#### SUPPLIED RECORDS ####

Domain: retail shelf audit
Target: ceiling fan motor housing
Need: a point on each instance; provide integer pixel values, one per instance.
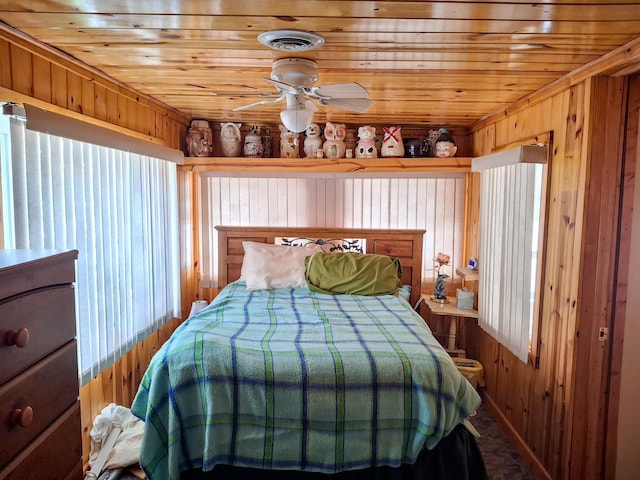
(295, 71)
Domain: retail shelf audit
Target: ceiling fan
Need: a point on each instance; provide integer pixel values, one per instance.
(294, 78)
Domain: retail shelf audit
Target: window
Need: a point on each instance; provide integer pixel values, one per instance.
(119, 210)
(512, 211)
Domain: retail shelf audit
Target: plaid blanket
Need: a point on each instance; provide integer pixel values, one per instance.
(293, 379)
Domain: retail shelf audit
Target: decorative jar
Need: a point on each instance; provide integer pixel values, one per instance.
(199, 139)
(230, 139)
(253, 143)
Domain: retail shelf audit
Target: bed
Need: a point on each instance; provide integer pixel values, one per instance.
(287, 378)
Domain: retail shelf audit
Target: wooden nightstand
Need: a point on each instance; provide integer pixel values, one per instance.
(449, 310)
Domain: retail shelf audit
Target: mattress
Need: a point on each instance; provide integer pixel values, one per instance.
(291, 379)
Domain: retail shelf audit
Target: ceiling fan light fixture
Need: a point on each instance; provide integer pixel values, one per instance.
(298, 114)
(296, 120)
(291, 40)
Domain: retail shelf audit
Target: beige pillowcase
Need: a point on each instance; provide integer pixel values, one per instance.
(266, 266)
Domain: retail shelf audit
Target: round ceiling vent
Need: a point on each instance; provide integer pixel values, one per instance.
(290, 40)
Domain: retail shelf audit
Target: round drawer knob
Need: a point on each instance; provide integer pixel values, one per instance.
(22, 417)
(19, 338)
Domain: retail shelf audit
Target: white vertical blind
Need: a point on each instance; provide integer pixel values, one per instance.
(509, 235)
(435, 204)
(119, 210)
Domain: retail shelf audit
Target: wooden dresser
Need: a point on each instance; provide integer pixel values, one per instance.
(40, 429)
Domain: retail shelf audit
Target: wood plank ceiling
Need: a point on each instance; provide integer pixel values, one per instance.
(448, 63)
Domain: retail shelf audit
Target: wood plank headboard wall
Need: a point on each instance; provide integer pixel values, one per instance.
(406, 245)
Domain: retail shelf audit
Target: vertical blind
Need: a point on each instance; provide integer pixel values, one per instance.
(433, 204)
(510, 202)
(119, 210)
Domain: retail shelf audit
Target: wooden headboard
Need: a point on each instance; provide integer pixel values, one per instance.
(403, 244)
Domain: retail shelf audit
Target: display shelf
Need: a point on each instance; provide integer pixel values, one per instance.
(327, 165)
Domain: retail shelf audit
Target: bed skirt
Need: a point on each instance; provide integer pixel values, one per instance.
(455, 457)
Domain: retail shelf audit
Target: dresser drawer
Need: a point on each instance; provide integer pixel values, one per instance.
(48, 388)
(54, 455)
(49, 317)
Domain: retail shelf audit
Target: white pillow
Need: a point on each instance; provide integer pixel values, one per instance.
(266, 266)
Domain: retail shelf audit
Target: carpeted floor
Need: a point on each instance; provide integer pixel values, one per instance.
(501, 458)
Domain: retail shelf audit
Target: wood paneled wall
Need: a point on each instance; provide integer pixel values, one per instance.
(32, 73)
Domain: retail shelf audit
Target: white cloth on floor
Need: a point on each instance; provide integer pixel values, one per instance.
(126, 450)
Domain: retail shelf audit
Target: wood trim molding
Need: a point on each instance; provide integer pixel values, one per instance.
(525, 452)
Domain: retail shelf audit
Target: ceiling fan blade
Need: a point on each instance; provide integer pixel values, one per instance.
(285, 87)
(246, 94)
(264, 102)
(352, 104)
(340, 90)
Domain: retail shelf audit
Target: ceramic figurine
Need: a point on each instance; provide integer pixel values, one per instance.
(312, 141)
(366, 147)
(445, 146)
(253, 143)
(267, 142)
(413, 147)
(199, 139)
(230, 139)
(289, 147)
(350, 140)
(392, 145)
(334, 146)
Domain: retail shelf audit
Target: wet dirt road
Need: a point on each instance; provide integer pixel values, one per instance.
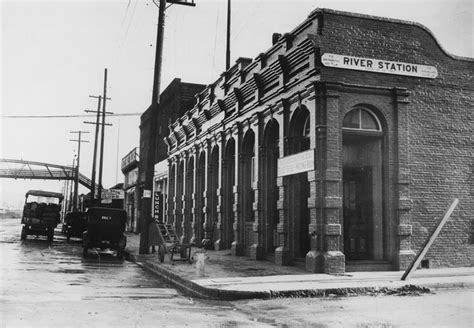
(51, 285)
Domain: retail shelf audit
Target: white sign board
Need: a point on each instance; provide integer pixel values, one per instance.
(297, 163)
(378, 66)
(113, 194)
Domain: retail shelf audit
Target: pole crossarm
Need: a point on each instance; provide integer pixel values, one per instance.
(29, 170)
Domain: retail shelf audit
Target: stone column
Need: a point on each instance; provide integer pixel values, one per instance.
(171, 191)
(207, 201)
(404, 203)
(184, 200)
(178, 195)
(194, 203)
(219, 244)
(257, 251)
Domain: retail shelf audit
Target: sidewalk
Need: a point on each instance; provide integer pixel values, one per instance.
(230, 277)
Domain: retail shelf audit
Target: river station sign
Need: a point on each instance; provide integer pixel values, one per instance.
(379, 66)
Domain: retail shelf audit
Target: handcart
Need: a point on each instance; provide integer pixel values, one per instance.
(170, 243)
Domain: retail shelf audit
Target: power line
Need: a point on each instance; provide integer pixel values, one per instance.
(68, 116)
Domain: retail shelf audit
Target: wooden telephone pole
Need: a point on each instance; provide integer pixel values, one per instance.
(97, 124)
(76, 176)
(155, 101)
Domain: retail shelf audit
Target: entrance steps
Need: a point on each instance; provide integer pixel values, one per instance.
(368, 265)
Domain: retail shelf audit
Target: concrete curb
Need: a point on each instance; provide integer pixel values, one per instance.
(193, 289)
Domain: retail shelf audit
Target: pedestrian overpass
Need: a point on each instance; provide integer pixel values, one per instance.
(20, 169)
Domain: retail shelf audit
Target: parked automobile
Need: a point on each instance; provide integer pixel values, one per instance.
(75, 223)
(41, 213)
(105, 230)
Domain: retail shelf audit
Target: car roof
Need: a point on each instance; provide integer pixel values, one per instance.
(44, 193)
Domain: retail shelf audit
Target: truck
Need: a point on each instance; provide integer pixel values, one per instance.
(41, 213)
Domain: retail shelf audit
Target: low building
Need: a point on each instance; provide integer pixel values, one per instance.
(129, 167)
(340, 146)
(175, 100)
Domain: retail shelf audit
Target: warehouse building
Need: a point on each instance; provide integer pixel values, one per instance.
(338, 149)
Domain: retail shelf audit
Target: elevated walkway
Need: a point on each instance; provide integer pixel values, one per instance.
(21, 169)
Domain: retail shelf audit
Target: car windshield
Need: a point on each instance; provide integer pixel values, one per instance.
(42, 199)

####

EXERCISE DESCRIPTION: Within the listing above, give again exactly every line from the line with "Target: river station sign" through the line with "Target: parked automobile", both included, and no other line.

WRITTEN RESPONSE:
Target: river station sign
Need: a point on each instance; provide integer pixel values, one per instance.
(379, 66)
Domain: retail shelf audit
Target: handcart
Need: a point on each instance; provide integer pixel values, one per instance.
(170, 243)
Domain: retail shelf audit
Target: power line
Need: a point on each instance; provide integer pixel values, one per instance.
(68, 116)
Domain: retail shelf audit
Target: wooden telephone pole
Need: a point on each instance; provide integer pixel values, one per instance.
(97, 124)
(76, 176)
(155, 101)
Domain: retail shelf audit
Target: entrance steps
Need: a point on each instance; provide integer pixel values, one per instance.
(368, 265)
Domain: retail shelf audit
Target: concrete curb
Need: a point on each instance; provide integer pixel values, one per instance.
(193, 289)
Domain: retail shelf audit
Target: pedestrian overpass
Need: a point on each instance; provide integer pixel values, one per instance.
(20, 169)
Domain: retail shelf audit
Target: parked automobile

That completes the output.